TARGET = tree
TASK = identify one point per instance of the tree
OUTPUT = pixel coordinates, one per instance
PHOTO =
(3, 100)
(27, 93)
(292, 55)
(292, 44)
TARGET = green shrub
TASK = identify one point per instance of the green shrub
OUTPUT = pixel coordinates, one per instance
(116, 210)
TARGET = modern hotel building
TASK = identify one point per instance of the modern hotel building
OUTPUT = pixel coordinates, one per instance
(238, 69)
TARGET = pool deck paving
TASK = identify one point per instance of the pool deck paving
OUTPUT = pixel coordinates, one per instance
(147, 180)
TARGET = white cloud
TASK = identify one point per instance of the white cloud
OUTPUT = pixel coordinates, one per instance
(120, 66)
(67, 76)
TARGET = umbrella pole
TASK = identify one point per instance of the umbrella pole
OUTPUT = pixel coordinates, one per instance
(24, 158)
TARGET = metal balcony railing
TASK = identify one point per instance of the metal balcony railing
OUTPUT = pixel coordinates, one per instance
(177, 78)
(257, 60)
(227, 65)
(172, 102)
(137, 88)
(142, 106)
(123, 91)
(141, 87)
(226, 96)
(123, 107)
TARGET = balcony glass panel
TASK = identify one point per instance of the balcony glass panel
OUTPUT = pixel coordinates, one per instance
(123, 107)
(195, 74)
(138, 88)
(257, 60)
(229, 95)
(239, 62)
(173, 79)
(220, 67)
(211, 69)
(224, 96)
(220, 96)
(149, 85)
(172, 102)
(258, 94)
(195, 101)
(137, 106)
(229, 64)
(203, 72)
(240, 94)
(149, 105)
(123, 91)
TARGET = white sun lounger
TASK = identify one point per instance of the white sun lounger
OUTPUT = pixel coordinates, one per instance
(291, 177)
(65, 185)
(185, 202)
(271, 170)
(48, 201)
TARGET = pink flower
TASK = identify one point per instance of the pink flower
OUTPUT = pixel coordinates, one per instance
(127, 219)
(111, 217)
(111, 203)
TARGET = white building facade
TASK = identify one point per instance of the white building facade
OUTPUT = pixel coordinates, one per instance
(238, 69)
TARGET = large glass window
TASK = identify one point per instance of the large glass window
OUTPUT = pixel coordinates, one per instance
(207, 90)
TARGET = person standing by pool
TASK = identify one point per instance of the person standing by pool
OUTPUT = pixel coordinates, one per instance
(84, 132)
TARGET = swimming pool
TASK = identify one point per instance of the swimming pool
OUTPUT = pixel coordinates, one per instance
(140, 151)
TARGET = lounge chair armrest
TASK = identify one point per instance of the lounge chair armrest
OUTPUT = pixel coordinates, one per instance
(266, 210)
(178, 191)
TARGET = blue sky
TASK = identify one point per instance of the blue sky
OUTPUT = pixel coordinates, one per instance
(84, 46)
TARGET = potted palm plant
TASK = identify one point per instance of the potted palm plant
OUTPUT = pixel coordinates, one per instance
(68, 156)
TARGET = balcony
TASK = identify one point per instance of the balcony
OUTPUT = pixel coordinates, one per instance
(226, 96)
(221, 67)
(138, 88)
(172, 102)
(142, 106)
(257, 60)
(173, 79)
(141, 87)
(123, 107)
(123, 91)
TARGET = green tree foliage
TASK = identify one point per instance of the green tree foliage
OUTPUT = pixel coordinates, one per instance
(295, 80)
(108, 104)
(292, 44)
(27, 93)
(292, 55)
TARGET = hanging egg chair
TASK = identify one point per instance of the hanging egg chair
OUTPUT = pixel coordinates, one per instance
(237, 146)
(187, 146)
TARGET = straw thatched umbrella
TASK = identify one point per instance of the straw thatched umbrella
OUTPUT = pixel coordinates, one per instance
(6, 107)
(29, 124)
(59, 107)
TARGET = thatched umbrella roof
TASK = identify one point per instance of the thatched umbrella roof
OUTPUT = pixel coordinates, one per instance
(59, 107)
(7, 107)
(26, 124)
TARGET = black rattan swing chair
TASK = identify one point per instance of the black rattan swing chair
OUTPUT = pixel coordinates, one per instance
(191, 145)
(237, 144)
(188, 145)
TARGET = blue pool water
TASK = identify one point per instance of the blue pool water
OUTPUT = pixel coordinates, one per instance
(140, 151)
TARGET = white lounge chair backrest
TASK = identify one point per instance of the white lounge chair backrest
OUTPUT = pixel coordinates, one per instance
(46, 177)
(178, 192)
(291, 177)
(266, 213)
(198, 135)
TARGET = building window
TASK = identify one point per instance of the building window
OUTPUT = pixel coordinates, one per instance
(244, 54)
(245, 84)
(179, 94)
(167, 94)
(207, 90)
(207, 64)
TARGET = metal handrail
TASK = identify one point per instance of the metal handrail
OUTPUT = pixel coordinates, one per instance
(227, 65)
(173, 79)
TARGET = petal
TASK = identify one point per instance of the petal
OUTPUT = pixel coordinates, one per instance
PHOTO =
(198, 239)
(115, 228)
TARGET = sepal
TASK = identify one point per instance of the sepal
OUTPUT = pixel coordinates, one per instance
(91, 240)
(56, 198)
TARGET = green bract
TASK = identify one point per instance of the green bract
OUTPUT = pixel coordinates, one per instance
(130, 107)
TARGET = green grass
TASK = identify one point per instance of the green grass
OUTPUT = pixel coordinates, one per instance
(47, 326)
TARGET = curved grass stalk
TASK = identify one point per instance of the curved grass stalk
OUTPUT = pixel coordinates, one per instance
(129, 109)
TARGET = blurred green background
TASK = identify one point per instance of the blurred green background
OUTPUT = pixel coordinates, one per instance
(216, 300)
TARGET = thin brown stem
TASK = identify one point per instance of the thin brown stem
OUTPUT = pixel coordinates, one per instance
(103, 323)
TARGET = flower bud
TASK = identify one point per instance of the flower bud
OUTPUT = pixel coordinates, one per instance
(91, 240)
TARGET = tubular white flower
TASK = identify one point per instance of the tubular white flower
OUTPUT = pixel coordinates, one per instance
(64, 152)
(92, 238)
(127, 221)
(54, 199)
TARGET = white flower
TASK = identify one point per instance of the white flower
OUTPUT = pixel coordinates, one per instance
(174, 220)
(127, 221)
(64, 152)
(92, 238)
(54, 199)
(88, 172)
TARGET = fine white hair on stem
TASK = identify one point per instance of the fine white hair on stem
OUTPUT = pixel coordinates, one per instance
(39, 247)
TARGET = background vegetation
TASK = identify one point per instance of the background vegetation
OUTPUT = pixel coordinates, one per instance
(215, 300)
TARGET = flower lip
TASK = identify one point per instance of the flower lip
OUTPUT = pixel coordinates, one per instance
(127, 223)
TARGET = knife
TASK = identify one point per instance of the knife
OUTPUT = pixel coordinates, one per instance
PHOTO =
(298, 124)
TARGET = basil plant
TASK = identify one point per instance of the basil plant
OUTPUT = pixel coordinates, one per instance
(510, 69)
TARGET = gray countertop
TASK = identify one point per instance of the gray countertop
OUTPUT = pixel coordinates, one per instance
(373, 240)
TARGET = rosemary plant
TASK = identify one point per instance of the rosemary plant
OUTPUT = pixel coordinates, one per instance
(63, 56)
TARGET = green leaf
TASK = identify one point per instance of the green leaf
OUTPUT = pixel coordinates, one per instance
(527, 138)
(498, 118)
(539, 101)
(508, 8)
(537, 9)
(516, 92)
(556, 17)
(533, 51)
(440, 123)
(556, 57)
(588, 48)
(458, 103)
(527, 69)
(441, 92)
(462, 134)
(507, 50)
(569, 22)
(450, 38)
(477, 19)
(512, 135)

□ □ □ □ □

**Assignment:** Only the lines above from the one with "TARGET = pool deck paving" up to and including the one with "TASK = identify one point per instance of the metal balcony" should be repeated, exactly as written.

**Result of this exercise:**
TARGET = pool deck paving
TASK = identify one point per instance of the pool deck paving
OUTPUT = pixel coordinates, one per instance
(147, 180)
TARGET = white cloud
TASK = identify one point per instance of the white cloud
OUTPUT = pixel coordinates, one per instance
(120, 66)
(67, 76)
TARGET = umbrella pole
TASK = identify one point per instance of the umbrella pole
OUTPUT = pixel coordinates, one per instance
(24, 158)
TARGET = metal balcony railing
TASK = identify one point per instance of the metal balcony railing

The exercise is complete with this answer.